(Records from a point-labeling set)
=====

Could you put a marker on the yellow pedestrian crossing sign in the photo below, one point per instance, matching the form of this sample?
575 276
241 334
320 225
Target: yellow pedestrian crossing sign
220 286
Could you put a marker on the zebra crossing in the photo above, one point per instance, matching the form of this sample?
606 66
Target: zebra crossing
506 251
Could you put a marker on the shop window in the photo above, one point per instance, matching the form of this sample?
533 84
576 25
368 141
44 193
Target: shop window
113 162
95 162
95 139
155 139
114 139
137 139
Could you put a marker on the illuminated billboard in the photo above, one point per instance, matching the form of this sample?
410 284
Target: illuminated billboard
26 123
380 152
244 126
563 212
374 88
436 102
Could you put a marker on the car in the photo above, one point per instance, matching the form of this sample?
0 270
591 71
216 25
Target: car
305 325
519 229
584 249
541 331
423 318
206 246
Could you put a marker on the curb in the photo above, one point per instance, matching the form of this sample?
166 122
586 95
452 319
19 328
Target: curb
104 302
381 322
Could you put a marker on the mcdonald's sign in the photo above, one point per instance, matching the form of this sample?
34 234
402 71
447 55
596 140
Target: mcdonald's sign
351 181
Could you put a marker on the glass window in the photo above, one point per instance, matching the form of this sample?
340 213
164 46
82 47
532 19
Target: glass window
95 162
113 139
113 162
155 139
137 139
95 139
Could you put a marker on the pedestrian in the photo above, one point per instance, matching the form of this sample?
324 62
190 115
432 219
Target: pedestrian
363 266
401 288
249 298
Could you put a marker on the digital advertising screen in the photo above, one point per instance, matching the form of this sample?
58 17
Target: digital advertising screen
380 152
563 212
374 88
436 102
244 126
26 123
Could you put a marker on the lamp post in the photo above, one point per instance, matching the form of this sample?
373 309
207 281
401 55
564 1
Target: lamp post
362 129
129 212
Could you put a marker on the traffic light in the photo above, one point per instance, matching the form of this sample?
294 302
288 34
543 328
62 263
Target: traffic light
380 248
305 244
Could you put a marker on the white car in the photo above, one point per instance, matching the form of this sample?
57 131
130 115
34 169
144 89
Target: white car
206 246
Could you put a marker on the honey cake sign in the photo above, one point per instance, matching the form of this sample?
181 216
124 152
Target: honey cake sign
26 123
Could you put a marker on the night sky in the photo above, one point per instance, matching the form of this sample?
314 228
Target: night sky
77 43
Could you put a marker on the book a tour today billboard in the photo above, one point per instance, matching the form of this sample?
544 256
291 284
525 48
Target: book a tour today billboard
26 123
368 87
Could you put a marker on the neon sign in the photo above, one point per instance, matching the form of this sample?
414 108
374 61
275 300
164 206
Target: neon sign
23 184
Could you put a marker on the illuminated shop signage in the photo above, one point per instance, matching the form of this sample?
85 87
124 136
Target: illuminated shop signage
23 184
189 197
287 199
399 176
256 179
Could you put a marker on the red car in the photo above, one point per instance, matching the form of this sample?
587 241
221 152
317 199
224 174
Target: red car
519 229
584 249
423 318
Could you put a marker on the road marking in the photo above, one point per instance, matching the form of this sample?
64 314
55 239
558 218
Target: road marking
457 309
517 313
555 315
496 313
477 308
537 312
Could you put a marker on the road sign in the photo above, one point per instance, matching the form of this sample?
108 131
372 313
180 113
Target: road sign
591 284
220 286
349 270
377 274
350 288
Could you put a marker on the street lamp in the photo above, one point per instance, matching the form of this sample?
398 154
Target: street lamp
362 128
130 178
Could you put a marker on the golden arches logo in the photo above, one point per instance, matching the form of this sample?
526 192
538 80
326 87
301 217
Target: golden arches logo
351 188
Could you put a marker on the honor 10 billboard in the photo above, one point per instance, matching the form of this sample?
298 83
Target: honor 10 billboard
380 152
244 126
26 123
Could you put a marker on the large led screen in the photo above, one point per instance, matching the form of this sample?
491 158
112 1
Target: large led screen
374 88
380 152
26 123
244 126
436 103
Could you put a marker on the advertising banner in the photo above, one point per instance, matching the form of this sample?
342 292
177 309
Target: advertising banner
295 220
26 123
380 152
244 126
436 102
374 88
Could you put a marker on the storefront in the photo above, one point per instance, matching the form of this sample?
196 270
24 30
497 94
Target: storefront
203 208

=====

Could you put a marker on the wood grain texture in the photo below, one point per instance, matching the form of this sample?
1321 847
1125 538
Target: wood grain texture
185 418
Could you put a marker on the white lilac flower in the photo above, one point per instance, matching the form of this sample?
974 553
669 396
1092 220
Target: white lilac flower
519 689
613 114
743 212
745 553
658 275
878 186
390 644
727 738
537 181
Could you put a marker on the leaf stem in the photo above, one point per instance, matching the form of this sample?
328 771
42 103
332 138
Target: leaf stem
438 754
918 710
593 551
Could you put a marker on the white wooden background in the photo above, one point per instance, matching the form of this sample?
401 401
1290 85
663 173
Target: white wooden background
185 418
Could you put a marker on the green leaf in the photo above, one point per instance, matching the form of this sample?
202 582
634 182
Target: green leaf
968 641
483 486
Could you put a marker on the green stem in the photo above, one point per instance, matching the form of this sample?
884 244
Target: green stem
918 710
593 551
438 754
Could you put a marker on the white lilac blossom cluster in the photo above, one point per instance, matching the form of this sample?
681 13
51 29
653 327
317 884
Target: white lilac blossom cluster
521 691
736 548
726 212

=====

*Challenge:* Extract every line of the data above that contains the word "texture".

*The solution:*
Could you put a marker on the wood grain texture in the photo below, one point per instance, matching the form of this sample?
Target: wood grain texture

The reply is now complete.